- **AIM**
Omit the pictures from the entries below and retype everything else exactly.

- **SUPPLIED RECORDS**

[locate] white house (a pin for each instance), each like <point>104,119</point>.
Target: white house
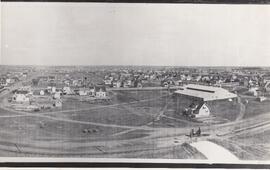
<point>67,90</point>
<point>42,93</point>
<point>83,92</point>
<point>202,111</point>
<point>57,95</point>
<point>21,98</point>
<point>100,92</point>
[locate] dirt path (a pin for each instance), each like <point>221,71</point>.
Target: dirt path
<point>214,152</point>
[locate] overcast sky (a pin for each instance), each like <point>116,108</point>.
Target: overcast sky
<point>135,34</point>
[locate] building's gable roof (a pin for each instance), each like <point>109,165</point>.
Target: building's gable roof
<point>207,93</point>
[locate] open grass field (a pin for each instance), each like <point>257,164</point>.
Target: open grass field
<point>134,124</point>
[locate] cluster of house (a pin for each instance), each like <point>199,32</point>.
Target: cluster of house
<point>223,78</point>
<point>25,99</point>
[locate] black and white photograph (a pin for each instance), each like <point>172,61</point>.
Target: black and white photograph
<point>139,82</point>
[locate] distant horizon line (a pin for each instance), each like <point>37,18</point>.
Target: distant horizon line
<point>100,65</point>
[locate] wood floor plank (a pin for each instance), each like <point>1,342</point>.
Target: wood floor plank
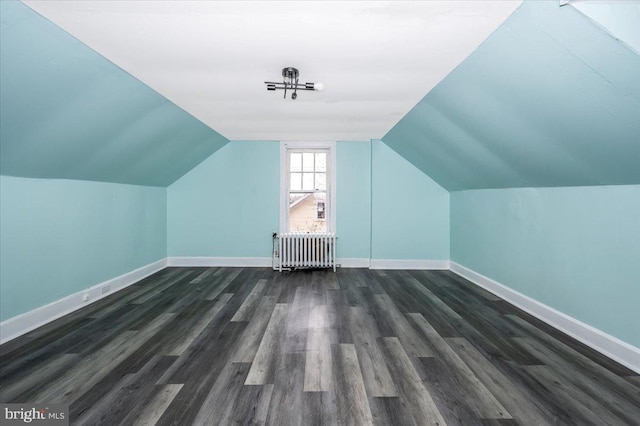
<point>338,315</point>
<point>409,383</point>
<point>117,404</point>
<point>583,364</point>
<point>254,333</point>
<point>475,394</point>
<point>591,387</point>
<point>377,379</point>
<point>252,405</point>
<point>403,330</point>
<point>267,359</point>
<point>522,405</point>
<point>22,387</point>
<point>287,391</point>
<point>250,304</point>
<point>78,380</point>
<point>317,368</point>
<point>254,346</point>
<point>389,411</point>
<point>221,284</point>
<point>580,407</point>
<point>156,408</point>
<point>178,347</point>
<point>353,404</point>
<point>296,326</point>
<point>201,368</point>
<point>217,407</point>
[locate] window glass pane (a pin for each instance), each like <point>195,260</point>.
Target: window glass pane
<point>307,182</point>
<point>307,161</point>
<point>321,162</point>
<point>296,162</point>
<point>296,181</point>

- **RESULT FOR THIS EXERCISE**
[locate] white house (a pin for each instance), each like <point>104,119</point>.
Target: white house
<point>67,90</point>
<point>42,93</point>
<point>83,92</point>
<point>202,111</point>
<point>57,95</point>
<point>21,98</point>
<point>100,92</point>
[locate] dirt path (a pin for each instance), each like <point>221,71</point>.
Target: dirt path
<point>214,152</point>
[locate] overcast sky (a pin for each instance), each like <point>116,108</point>.
Target: overcast sky
<point>135,34</point>
[locate] building's gable roof (a pin for each instance), each like <point>109,165</point>.
Target: building's gable roof
<point>207,93</point>
[locate] open grass field (a pin for each instance), each like <point>257,164</point>.
Target: open grass field
<point>134,124</point>
[locate] cluster of house (a pin for each instance), each like <point>199,32</point>.
Target: cluster of house
<point>223,78</point>
<point>25,99</point>
[locate] black and white photograph (a pin for each instance), each like <point>172,61</point>.
Target: black and white photograph
<point>139,82</point>
[locate] distant horizon line (a pin for each instance), each like <point>37,18</point>.
Target: distant horizon line
<point>100,65</point>
[locate] wood floor plank (a pin for each instance), each like <point>1,342</point>.
Target: wood floor plank
<point>338,315</point>
<point>409,383</point>
<point>117,404</point>
<point>583,364</point>
<point>254,333</point>
<point>475,394</point>
<point>591,387</point>
<point>377,379</point>
<point>252,405</point>
<point>403,330</point>
<point>267,359</point>
<point>522,405</point>
<point>22,387</point>
<point>287,391</point>
<point>250,304</point>
<point>78,380</point>
<point>317,368</point>
<point>254,346</point>
<point>389,411</point>
<point>221,284</point>
<point>580,407</point>
<point>156,408</point>
<point>178,347</point>
<point>353,404</point>
<point>296,326</point>
<point>201,368</point>
<point>217,407</point>
[locate] window glass pane (a pin for each instance), each like <point>195,260</point>.
Target: window glass pane
<point>307,182</point>
<point>307,161</point>
<point>321,162</point>
<point>296,162</point>
<point>296,181</point>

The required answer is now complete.